Segment Open
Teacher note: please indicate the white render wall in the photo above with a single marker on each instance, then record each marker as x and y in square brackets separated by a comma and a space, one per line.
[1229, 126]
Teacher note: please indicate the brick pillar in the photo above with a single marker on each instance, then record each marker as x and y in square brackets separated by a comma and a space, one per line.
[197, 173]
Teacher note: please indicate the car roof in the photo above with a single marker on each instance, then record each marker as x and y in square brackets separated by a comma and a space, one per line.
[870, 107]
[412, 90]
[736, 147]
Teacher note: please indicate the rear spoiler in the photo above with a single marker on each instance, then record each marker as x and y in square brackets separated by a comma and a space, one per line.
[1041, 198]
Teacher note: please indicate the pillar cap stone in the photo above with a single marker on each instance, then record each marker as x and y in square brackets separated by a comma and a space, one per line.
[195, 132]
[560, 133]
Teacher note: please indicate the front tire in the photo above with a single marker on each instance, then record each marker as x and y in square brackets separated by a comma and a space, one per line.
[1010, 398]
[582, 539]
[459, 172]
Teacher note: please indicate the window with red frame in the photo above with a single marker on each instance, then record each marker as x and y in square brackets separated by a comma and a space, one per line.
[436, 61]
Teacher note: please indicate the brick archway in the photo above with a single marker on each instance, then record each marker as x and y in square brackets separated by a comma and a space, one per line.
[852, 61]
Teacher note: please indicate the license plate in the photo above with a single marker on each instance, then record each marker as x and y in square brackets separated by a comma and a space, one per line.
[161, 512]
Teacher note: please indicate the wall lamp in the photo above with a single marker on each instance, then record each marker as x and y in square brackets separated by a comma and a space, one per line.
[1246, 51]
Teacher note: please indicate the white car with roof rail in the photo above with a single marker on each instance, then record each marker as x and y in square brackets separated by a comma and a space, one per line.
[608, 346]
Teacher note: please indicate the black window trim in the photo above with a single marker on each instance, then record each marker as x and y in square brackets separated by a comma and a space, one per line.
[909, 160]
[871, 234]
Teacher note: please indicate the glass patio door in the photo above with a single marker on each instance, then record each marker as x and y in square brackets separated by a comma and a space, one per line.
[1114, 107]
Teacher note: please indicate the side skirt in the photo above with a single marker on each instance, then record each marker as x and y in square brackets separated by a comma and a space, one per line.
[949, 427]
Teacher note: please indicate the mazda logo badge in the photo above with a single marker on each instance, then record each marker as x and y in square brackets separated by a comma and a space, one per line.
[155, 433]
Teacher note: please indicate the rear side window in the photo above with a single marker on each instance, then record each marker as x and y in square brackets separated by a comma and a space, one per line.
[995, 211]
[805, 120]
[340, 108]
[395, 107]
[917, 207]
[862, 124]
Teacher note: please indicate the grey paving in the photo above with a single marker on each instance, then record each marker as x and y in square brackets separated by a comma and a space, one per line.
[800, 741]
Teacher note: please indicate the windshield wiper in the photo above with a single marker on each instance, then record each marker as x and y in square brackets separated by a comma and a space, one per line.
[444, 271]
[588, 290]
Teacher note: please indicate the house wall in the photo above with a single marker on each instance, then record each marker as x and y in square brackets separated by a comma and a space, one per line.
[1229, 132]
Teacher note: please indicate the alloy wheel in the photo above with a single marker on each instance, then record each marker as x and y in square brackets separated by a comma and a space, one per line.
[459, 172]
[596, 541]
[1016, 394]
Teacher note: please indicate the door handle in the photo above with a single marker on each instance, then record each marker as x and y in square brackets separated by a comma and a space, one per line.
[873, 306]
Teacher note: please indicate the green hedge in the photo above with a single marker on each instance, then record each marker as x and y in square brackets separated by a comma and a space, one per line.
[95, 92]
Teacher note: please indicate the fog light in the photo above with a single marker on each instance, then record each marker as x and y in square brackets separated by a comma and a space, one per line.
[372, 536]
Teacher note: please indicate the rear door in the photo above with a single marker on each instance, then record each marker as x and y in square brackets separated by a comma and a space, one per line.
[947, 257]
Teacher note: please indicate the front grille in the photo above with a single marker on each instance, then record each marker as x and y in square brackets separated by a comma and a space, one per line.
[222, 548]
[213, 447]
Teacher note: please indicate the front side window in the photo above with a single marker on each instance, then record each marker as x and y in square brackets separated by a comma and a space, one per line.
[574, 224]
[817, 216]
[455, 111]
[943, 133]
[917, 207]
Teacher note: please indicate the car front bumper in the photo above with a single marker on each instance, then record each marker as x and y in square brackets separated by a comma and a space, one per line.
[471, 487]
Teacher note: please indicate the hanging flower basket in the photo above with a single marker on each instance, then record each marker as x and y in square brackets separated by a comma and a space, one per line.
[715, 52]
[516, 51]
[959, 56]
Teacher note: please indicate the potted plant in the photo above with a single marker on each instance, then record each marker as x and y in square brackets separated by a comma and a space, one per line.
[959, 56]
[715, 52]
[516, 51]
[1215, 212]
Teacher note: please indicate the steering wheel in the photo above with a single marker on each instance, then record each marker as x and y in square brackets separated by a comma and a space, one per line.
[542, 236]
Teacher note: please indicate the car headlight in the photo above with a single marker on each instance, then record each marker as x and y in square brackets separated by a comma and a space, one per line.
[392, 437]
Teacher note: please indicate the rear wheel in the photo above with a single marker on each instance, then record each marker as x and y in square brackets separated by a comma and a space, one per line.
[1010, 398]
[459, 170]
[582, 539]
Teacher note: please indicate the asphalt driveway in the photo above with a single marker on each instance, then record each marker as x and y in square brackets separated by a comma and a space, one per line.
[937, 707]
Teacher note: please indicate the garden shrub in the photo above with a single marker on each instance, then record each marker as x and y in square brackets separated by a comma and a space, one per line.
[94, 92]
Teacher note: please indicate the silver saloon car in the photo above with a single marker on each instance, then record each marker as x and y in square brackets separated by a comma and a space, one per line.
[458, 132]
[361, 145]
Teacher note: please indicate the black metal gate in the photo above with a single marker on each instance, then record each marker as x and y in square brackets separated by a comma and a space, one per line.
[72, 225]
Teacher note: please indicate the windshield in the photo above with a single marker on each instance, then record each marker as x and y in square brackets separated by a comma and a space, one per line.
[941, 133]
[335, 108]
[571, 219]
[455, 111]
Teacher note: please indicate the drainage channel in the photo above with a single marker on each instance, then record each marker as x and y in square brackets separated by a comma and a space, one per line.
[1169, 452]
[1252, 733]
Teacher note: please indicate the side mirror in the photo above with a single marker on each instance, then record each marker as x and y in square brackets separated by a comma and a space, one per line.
Segment Closed
TASK REQUIREMENTS: Every record needs to be reproduced exactly, with none skipped.

FINAL ANSWER:
Teacher note: please indicate the white render wall in the photo above with a single marker on each instance, then record each marker as x and y in square brackets separated by a comma and a space, one per line.
[1229, 126]
Teacher note: please indicate the brick pillar in the photo above with a single marker on each instance, then record each marker as x and y in square brackets separated by a comma and a space, one per line.
[197, 173]
Teacher note: please indicate the car roof in the photo above with a single marker on each instance, then record each marker as x and y in square brackets separated by a comma and a space, one per line.
[870, 107]
[412, 90]
[736, 147]
Teacher note: please indicate the rear spoiler in the photo above with a single marker on each instance, then record each marker as x and y in square brackets separated by a comma and a space, one per line.
[1041, 198]
Teacher note: please indicate the pillar cap stone in the photo above with a single marker on each instance, then record each marker as x and y in square brackets separated by a comma and a space, one per line.
[195, 132]
[560, 133]
Teacher note: please indicate the front tire in the photo above with a single marker on each instance, then record each marker as x and y in square brackets separated by a comma and a space, one per line.
[1010, 398]
[582, 539]
[459, 172]
Teacher note: please indicate the window with red frame in the photo above with a single marker on each instance, then record each marker as x and y in square brackets separated by a comma and a space, one per line.
[436, 61]
Teacher note: please indicate the brick archway in the photo above with a single marker on each instance, then record each marker as x and y in square brackets separated by a comma and a space, one per line.
[852, 61]
Teacher note: please indicate the license plate in the photo above with a single marker on each instance, then record each marker as x and y in square brackets separated by a comma and a space, one per line.
[161, 512]
Teacher note: please indicate the wall lamp in the photo above with a single marker on each instance, then record each marker as x and y in square brackets separated by a comma and a space, one per line.
[1246, 51]
Teacher note: please indicate the white car with roof rail in the photo above with a single marker on each instance, then record each marker as x and y in square brackets separated by a comma and a space, one per line.
[608, 346]
Teacher note: please indicate the black window trim in the photo above with a single marker on each instance, then record each marker as x and y in square brackets separated by a comma and a space, one per line.
[909, 160]
[871, 234]
Teacher note: please indicate the glass patio door in the photo above with a single marker on each instance, then record each marker as x and y in square brackets separated by a comma and a space, one per line.
[1114, 107]
Teacher note: please indicate the side skirt in the photo above with a single marker on each instance, then record each marker as x and y in square brackets separated by a comma and a space, one per line.
[949, 427]
Teacher note: please indicate the mazda logo badge in the photo above with a single marker on each instance, then record each marker as x and y in square brackets separated by a comma and a space, one per line.
[155, 433]
Teacher note: please indicate the rear side window in the photo above with a single marker on each instance, then record each marker as x and y in square brackets separated by a comma and a space, one per line.
[995, 211]
[805, 120]
[340, 108]
[395, 107]
[917, 207]
[862, 124]
Teacher note: please indicate the grey paving in the photo above with a single marker on each instance, then record each marker as x and y in square brackets separated by a comma and a space, one per line.
[800, 741]
Teacher note: please indicate the windshield wiper in the photo above with a single marker on each instance, then record each marker as x and y in square brackets separated by a comma and a space, one per line.
[444, 271]
[588, 290]
Teacher note: please indicate the house wall in the photo above with a single marker on each instance, then record each marker as x and y in square brackets separated by a comma and a space, one per line.
[1229, 132]
Teacher note: please indicate the alloy wheel in the photo above with a single marker on each instance, then record each marker as x and y in square brackets separated by a comma and a space, one per line.
[459, 172]
[596, 541]
[1016, 394]
Teacher note: please indicate the door handle in the photo above with a single marker on each instance, then record each marker as x and y in square brackets separated by a comma and a space, one per line.
[873, 306]
Teacher note: please indicate the green hedge in the photo above with a single marker on each instance, then record each marker as x and y in square brackets separated by a comma and a space, one per line.
[95, 92]
Teacher note: please indicate the fog light in the photo above with a single marker on each instance, then record each marker as x and y in square brackets separated by a comma and a space, one per line.
[372, 536]
Teacher note: please indicate the rear door in the photo above with a single marker on each instance, then record each marker as x and y in square brackets separated by a comma and a space, one per line.
[947, 257]
Teacher note: please indicate the front grille in the photo above with a single marker on each instance, then record each marker as x and y in square brackets separated by a comma and a space, one per line.
[222, 548]
[213, 447]
Teacher note: please indicate the front side window in the photo above with a single marker on each instance, then record each marker as x and y in square brackets separated by a comma and a space, one per line.
[574, 224]
[817, 216]
[455, 111]
[943, 133]
[917, 207]
Teacher note: please indicate the car front bumper in the photo above with a single marker on each instance, then record each marker as x and y in square brackets separated by a comma and a space, one per line.
[471, 487]
Teacher note: please indicate the hanging flower basket in the photo above with a single marker on each instance, then record each marker as x and y in square brackets separated by a comma and a space, one per line.
[715, 52]
[516, 51]
[959, 56]
Teacher note: please indicate the potted plant in the photo above with a single marker on each instance, then record each marker as x and y in square brackets separated by a comma and a space, one per line.
[959, 56]
[715, 52]
[516, 51]
[1215, 212]
Teacher note: please indicate the steering wheel in the photo above with a single marker on each instance, then record each marker as x and y in square brackets separated by a comma and a space, one per line.
[542, 236]
Teacher note: please indicate the car headlight in the photo above with a single marker on each instance, then record each marker as x and y in square brackets separated by a comma and a space, one per line.
[392, 437]
Teacher note: please indicate the rear wheel in the photo above with a single marker on each instance, then record each marker as x and y in square brackets separated by a comma and a space, one per line.
[1010, 398]
[459, 170]
[582, 539]
Teacher note: please indicate the asphalt driveway in the photo above with a single marker on each instance, then record each marker as x and y in square brackets separated by a comma and a space, one per line.
[937, 707]
Teacher note: please indicate the garden shrub in the photo above with a single marker on each instance, then record each marker as x and y in square brackets separated by a comma and a space, one per line.
[94, 92]
Teacher note: please indicate the silver saloon car in the photo above with a single marker on each instance, then record each marker as x and y in square brackets separated by a comma and a space, one per line.
[458, 132]
[361, 145]
Teacher note: please indicate the black metal gate in the photo above with a single marker on each instance, then record each marker as x and y in square brackets separated by a comma and a space, one per line.
[72, 225]
Teacher note: please indicate the windshield in the photo above with a single marker on each instance, then record each marker as x and y in square brackets separated by a comma and a space, one per line.
[941, 133]
[335, 108]
[571, 219]
[455, 111]
Teacher note: please indicate the drainage channel in the photo above with a single marker on each instance, then record each marker as x and y in square brackets separated by a comma and a space, one per line.
[1169, 452]
[1252, 733]
Teacher note: please indicate the side mirror in the photo above with a single marker on each instance, then record each marker as x and y in square brackets separated by a comma and a space, one per line.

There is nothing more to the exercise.